━━━━━ Source passage ━━━━━
During the last 30 years, the balance of power in the enterprise has shifted. When I first began working as a programmer (mind you, this was when Led Zeppelin was still touring), the power belonged to the high priests of the mainframe. Users had terminals, and their applications were centrally controlled and maintained. We know what's happened since then: Individual users now have, in aggregate, a lot more computing power than the mainframe clergy ever dreamed of, and they aren't afraid to use it.

By its very nature, however, messaging still involves centralized servers, and the performance and integrity of those servers is obviously important to the administrators and users who depend on them. This theme sounds like a return to the old days, and in some ways it is. But today's users are much more sophisticated and savvy, and they have much higher expectations. This situation leads to conversations such as this:
User: Outlook is slow.
Admin: How slow is it?
User: Well, you know, it's slow. It used to be faster.
Admin: When did it start slowing down?
User: I don't know, but it definitely used to be faster.
━━━━━
_Written task A_: Present every line of the listing below as a numbered list, skipping any blank lines and leaving the pictures out.
━━━━━ Given data ━━━━━
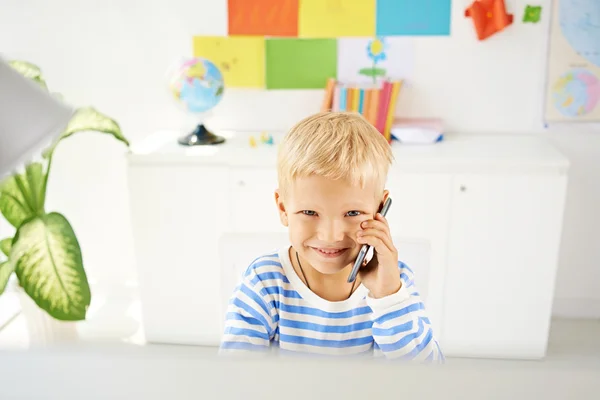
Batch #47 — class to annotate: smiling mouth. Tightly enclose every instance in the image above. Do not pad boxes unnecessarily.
[311,247,348,258]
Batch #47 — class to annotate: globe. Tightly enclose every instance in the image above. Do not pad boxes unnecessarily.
[167,57,225,146]
[552,68,600,117]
━━━━━
_Written task B_: Extend the passage above about the shift away from mainframes and the slow Outlook complaint, starting after its last line.

_Exercise answer A_:
1. Batch #47 — class to annotate: smiling mouth. Tightly enclose every instance in the image above. Do not pad boxes unnecessarily.
2. [311,247,348,258]
3. Batch #47 — class to annotate: globe. Tightly enclose every instance in the image above. Do not pad boxes unnecessarily.
4. [167,57,225,146]
5. [552,68,600,117]

_Exercise answer B_:
Admin:

Monitoring the overall performance of your Exchange server is relatively easy. In fact, by watching half a dozen counters in the Performance Monitor (such as the disk queue length, the number of remote procedure call--RPC--operations per unit time, and the amount of page faults per second) or by using the synthetic alerting features in Microsoft Operations Manager (MOM) and other management tools, you can get a good view of how your servers are performing. The data you gather with these tools tells you only how the server's doing overall, however; it tells you nothing about particular users, and that's often what you most want to know. In the aggregate, however, this data is useful. By careful tweaking, you can simulate realistic user loads with a tool such as LoadSim or the Exchange Server Stress and Performance (ESP) tool, which often gives you insight into performance bottlenecks on your server.

You can certainly find ways to get some level of performance data for individual users; for example, you can use a network monitor or similar tools to watch the network traffic between the client and the server. Doing so isn't always feasible, however, especially if the user who reported a slowdown is outside your corporate network. You can also monitor the client directly to see whether other operations are slow, too--what's reported as an Outlook slowdown might well be caused by another application or by other problems that have nothing to do with messaging. (My favorite example of this is when a well-known application for managing MP3 players has a bug that forces all other application threads spawned after its launch to a lower priority, slowing down every other application on the machine.)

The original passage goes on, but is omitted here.